• Problem:
Please put every line of the listing below into a numbered list, leaving out any blank lines.
■ ■ ■ ■
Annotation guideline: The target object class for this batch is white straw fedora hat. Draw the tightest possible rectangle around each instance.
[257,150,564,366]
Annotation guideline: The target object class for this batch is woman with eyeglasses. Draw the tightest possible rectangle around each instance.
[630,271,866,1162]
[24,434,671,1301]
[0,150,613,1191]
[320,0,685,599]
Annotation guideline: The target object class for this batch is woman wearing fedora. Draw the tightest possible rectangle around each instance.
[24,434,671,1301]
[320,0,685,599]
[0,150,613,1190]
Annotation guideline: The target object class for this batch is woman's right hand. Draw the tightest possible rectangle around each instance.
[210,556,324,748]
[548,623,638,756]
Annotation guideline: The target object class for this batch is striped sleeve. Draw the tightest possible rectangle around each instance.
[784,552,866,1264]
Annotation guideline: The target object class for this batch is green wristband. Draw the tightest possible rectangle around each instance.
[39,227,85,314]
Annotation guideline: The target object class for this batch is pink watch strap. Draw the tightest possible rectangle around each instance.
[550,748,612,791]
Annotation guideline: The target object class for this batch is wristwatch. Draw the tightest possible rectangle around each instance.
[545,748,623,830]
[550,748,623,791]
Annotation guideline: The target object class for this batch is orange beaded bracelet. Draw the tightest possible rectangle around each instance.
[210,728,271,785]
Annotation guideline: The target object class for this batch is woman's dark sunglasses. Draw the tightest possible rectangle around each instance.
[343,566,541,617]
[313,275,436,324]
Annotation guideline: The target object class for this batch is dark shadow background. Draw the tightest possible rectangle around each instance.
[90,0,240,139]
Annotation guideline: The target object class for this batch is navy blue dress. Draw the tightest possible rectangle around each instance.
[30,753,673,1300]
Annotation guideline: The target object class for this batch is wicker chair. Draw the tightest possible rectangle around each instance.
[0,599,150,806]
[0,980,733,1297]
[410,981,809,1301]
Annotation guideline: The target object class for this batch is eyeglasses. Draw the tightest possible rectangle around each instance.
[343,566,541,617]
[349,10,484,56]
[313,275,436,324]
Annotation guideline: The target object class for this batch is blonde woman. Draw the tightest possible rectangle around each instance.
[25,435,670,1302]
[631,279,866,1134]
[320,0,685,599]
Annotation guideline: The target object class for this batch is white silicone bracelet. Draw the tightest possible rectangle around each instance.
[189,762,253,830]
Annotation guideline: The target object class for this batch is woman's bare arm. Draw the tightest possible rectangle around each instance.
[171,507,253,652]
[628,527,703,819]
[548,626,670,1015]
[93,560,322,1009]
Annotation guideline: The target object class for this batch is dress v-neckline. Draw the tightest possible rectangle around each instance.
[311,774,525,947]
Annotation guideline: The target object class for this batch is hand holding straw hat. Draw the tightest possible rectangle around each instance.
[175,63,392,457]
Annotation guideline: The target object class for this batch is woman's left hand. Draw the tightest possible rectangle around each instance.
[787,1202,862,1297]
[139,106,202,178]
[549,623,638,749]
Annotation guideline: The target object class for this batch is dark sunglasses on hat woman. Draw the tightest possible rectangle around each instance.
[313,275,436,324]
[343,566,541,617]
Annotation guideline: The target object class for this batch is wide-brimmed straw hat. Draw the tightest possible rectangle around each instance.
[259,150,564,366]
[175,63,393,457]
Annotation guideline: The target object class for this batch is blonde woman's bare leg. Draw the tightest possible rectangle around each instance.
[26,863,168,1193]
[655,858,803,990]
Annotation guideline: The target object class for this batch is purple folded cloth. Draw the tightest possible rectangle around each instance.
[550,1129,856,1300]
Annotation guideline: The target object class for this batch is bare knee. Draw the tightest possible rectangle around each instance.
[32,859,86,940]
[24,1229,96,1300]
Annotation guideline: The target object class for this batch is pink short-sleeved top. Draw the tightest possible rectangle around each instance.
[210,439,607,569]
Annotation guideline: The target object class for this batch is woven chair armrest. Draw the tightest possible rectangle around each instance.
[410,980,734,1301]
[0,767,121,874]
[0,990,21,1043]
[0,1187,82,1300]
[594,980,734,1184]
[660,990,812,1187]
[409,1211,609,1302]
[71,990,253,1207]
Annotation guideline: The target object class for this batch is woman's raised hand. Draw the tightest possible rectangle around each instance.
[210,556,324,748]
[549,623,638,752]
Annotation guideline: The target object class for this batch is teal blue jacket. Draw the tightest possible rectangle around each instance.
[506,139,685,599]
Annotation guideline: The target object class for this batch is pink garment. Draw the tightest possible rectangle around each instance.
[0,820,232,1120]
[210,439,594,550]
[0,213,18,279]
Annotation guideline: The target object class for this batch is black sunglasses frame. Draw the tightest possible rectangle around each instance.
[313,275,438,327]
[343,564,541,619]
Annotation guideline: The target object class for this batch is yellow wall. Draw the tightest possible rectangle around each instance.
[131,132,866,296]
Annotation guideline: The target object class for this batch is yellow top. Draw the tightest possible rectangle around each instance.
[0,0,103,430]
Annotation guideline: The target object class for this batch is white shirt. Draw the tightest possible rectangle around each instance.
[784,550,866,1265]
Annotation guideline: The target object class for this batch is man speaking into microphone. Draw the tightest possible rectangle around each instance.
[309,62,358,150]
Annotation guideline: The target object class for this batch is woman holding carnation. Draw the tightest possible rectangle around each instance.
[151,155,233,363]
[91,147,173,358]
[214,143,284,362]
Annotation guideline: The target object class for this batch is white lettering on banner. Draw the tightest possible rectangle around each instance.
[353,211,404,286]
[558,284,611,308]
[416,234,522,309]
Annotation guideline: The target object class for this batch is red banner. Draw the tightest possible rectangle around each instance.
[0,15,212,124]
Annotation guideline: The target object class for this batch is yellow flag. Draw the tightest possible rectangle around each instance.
■ ■ ■ ■
• Response to the exercise:
1. Annotation guideline: The target object class for this batch is white straw fedora hat. Draw the tightest possible rectangle around each instance.
2. [257,150,564,366]
3. Annotation guideline: The target object class for this batch is woman with eyeglasses. Draw the tightest possible rectangle around each instance.
4. [630,271,866,1162]
5. [24,434,671,1301]
6. [0,150,613,1191]
7. [320,0,685,599]
8. Annotation guideline: The target object class for this batch is woman wearing fedora. Draw the tightest possible rectangle around each instance.
9. [24,434,671,1301]
10. [320,0,685,599]
11. [0,150,613,1190]
12. Annotation guideline: The target object class for this batch is woman's right hand. Draw the tightest possible rectangle around each instance.
13. [210,556,324,748]
14. [548,623,638,756]
15. Annotation guideline: The target object class for this batch is striped sleeve. Draw the tightest possible rectangle around each instance.
16. [784,552,866,1264]
17. Annotation guideline: The target object class for this batch is green wristband. Draw the tightest possible rectangle around each instance.
18. [39,227,85,314]
19. Annotation guideline: The target object class for this batch is pink watch strap. Draw the tightest possible rectangle around each instance.
20. [550,748,612,791]
21. Annotation guideline: The target object class for this batch is wristwatch. Draw the tightest possible rectangle around each instance.
22. [545,748,623,830]
23. [550,748,623,791]
24. Annotation guideline: The target object class for this batch is orange beaded bracelet. Draw the tightest possible rectangle around each instance.
25. [210,728,271,785]
26. Annotation guideline: The target object class for this batch is woman's dark sunglasses. Draw the tightest possible rectangle around each instance.
27. [343,566,541,617]
28. [313,275,436,324]
29. Annotation guideline: The target object class for this batch is dark shadow background. Draw the tightest possible rectangle around each instance.
30. [90,0,240,139]
31. Annotation guideline: The target object class for this batch is navy blue dress. Draw the tightest possible rectangle around each instance.
32. [30,753,673,1300]
33. Annotation guideline: The target object class for this batch is wicker chair. Draw the tightest possible rectangle around each instance.
34. [0,599,150,806]
35. [0,980,733,1297]
36. [410,981,809,1301]
37. Annotation guideline: The target object class for this batch is eyeglasses. Draw the tightest possible rectangle around each instance.
38. [343,566,541,617]
39. [349,10,484,56]
40. [313,275,436,324]
41. Annotation guideline: The target object class for this batch is blonde woman. Draw the tightest possible rectangle around each instance.
42. [25,435,670,1302]
43. [631,279,866,1134]
44. [320,0,685,599]
45. Annotation guideline: The target object class for this batch is white silicone bracelet. Draw the tightest possible rectangle around each instance.
46. [189,762,253,830]
47. Annotation guideline: The target object class for this batch is woman's bare arm. Draw the tightest possible rectangle around each instance.
48. [171,507,253,652]
49. [628,527,703,819]
50. [548,626,670,1015]
51. [93,560,322,1009]
52. Annotation guideline: The target object class for this batch is dress v-neckline. Draw the tightest possible rectangle around each instance.
53. [311,774,525,947]
54. Annotation guideline: The target object class for this batch is hand holding straw hat. Draw the tightest possible rectangle around each instance.
55. [175,63,392,457]
56. Annotation guideline: The target object class for this batch is woman's left hand. Draw the tightest possible rectangle around each instance.
57. [787,1202,862,1297]
58. [139,106,202,178]
59. [549,623,638,749]
60. Annotation guideline: The target object class for this batch is dark sunglasses on hat woman. Draw the tightest possible rectangle around each instance.
61. [313,275,436,324]
62. [343,566,541,617]
63. Annotation guideline: The target object class for this batch is wide-brimmed straw hat. Draw the tightest possible rectangle around each instance.
64. [259,150,564,366]
65. [175,63,393,457]
66. Annotation guideline: The target object class for this batch is blonde woman's bare leg. Draw the tightest possible rectangle around each instance.
67. [26,863,168,1193]
68. [655,858,803,990]
69. Annotation guideline: The target object class for this batch is purple folded cloth. Draw the tightest possible rectangle around each instance.
70. [550,1129,856,1300]
71. Annotation guideline: The target object class for this batch is bare knee. Draw the tightest possible rectangle around each instance.
72. [32,859,86,940]
73. [24,1229,96,1300]
74. Annotation guideline: The target object class for this batch is pink short-sleeved top. Draw the tightest possible rectangle around each instance.
75. [210,439,607,569]
76. Annotation guideline: The target object class for this batch is woven chair armrest. Draw the tightest possible rectangle around each instance.
77. [410,980,734,1301]
78. [0,767,121,874]
79. [0,990,21,1043]
80. [0,1187,82,1300]
81. [594,980,734,1184]
82. [660,990,812,1187]
83. [409,1211,609,1302]
84. [71,990,253,1207]
85. Annotation guideline: The target object class for this batch is woman's raised hand. Draw the tightest possible rectangle around each instance.
86. [210,556,324,748]
87. [549,623,638,752]
88. Annotation guideline: The target object class for this batch is teal blue jacket. Draw the tightest possible rectangle around each instance.
89. [506,139,685,599]
90. Annotation guideline: The target object class for this batch is pink garment. Draw the tightest possible rectangle around each instance.
91. [0,820,232,1120]
92. [210,439,594,550]
93. [0,213,18,279]
94. Annotation guideline: The target object class for this batch is black sunglasses frame. Draw the tightest possible rectangle around each instance.
95. [313,275,438,327]
96. [343,564,541,619]
97. Annotation guideline: The target object class for this batch is yellow wall. Draw the tightest possible rectangle around each instance.
98. [131,132,866,296]
99. Annotation guideline: The target object class for this batch is yellow top. Draw the tightest possible rectangle around each instance.
100. [0,0,103,430]
101. Annotation guideline: The target object class for this batch is white shirt. Draw the tightest possible rectangle around each instance.
102. [784,550,866,1265]
103. Annotation guideline: The target object class for this batch is man speaking into microphone. Draw the tightest possible rectangle around each instance.
104. [309,62,358,150]
105. Annotation guideline: The target object class for this batch is woman holding carnation. Draw the tightest possible rectangle around each instance.
106. [151,155,233,363]
107. [91,147,173,358]
108. [214,143,284,362]
109. Annotation guideline: The target object class for this batch is white lettering on banner. Draw the tightest possible rectangle around each instance.
110. [353,211,404,286]
111. [558,284,611,308]
112. [416,234,522,309]
113. Annotation guideline: The target object class for this batch is red banner. Draw the tightest possible rectangle around each instance.
114. [0,15,212,124]
115. Annotation guideline: The target object class for this batch is yellow flag. Draw the tightest possible rectangle around each instance.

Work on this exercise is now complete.